Instructions for the task ▸ Copy out all of the records below word for word, keeping every line in its original order.

— Start of Information given —

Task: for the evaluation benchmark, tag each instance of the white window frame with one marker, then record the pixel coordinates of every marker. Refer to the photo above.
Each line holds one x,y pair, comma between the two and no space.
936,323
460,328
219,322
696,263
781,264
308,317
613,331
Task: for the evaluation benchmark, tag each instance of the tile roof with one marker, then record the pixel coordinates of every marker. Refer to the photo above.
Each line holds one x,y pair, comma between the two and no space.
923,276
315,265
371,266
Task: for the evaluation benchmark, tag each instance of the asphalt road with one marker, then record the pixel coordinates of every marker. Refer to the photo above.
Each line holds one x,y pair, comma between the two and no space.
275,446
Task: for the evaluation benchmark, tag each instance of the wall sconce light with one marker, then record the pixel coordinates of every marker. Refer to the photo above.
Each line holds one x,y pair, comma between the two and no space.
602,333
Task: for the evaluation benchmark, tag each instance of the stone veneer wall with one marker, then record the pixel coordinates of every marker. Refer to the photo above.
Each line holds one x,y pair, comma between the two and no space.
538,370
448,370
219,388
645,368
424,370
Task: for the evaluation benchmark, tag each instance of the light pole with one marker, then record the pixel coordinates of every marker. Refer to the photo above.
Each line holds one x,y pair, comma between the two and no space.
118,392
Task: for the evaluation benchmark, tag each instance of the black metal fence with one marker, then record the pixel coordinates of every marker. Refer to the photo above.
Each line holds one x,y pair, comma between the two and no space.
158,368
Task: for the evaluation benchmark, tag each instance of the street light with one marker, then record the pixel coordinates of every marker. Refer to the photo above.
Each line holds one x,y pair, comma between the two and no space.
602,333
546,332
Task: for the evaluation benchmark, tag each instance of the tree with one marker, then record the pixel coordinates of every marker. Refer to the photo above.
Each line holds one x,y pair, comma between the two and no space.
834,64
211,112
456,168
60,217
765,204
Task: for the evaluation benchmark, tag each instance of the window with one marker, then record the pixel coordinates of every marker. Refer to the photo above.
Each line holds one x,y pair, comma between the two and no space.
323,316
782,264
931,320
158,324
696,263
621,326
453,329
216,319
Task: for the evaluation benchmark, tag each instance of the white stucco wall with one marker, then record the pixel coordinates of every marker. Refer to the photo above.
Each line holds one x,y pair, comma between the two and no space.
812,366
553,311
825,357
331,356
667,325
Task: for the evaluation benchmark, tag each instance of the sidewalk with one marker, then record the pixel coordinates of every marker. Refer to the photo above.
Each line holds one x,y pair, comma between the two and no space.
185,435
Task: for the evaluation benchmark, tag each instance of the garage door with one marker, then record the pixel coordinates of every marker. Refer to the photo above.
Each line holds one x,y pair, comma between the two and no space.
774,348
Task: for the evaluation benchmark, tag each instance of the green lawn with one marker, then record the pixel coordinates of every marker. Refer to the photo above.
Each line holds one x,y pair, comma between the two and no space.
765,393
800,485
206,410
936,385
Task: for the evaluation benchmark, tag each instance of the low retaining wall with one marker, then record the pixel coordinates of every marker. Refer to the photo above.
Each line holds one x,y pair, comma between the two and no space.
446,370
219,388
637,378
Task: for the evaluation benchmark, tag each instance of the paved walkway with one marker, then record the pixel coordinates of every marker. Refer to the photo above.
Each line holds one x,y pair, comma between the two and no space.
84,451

— End of Information given —

Solution to this exercise ▸
Task: for the evaluation benchmark, tag each instance of the white window frame with one marker, then record the pixel coordinates of every marker. Refer to the photo above.
Each line holds one x,y pair, comma between the two and no space.
936,323
460,328
219,322
696,263
781,264
308,317
613,331
Task: for the evaluation benchmark, tag each instance of the tile roof with one marker, then record the pixel coordinates of every marker. Refer to the photo above.
Each line holds one x,y pair, comma between the two and no space.
923,276
315,265
371,266
Task: for the evaluation benchmark, tag each instance of the asphalt road with one marker, then record the pixel coordinates of every marker. Refer to the photo above.
Each line holds one x,y pair, comma between the two and no space.
275,446
Task: for the evaluation benchmark, tag each instance of the wall sconce light with one marker, then record the pixel coordinates of every marker. Refer to the photo above.
Each line holds one x,y pair, comma between the two and no space.
602,333
Task: for the evaluation benchmark, tag each instance of the stone veneer wall with one marker, then record the pixel coordinates of every marker. Refer to the photo above.
Each line holds one x,y pair, comma between the two and no space.
538,370
448,370
219,388
645,368
424,370
Task: for the evaluation benchmark, tag each instance of the light pole with one marker, then record the pixel coordinates of every marker. Refer to the photo above.
Each line holds one x,y pair, comma between the two and no space.
118,392
Task: for the evaluation benchmark, tag each instance of the black metal fence with one marker, then record the pixel coordinates of every marker. Refer to the photo above.
Each line holds one x,y pair, comma between the two and no space.
158,368
Task: for the evaluation benchmark, tag each instance of the street light with one marker, then record the pixel coordinates of every marker. Refer to the photo above.
Each line holds one x,y pair, comma between the two and no space.
602,333
546,332
Task: for the evaluation benchmark, tag each instance of the tree with one marker, then record the pixel coordinates of every marker. Refer to the photo above.
Each line holds one x,y pair, comma between the two and no space.
834,64
211,112
456,168
60,217
765,204
Task: for the evaluation benchmark, tag each instance of the window with one marker, then record the pixel coordinates of every marker. Refer to the photo above.
Each line holds one x,y pair, comma between the two and no space.
323,316
782,264
931,320
158,324
696,263
621,326
453,329
216,319
Task: for the evaluation benchmark, tag each instance of the white stucco wall with one marker, then record the pixel coordinates of every marker. Refer to the photo above.
Each line holds one x,y pair, comma between the two and no space.
812,366
553,311
825,357
331,356
667,325
Task: for the evaluation benchmark, tag each instance of the sidewalk with one marker, then record the pixel coordinates of every marker. Refer to the photo above.
Each line holds one x,y pair, comma between the two and no space.
185,435
Task: for the evaluation benchmark, tag each instance of the garage door with one marker, then record the pixel coordinates of every marker. Refer to the photo above.
Each line holds one x,y pair, comma between the two and no space.
774,348
Task: for the evaluation benchmark, tag each instance of the green lawn with one marker, then record the pixel coordinates of every marker. Refer to the photo above.
Each line holds one x,y pair, comma between the two and no space.
765,393
800,485
206,410
936,385
Task: for the evaluation benchmark, tag each instance of the low retaining wall with one marker, then record the pixel coordinates of every marker. Refer to the photo above.
Each line holds one x,y pair, comma between the two and no space.
446,370
219,388
637,378
Task: for the evaluation benchmark, tag each instance of the paved walkway with one marker, then record the pixel coordinates of every marker. Refer to the photo above.
Each line holds one x,y pair, comma between the two and no space.
84,451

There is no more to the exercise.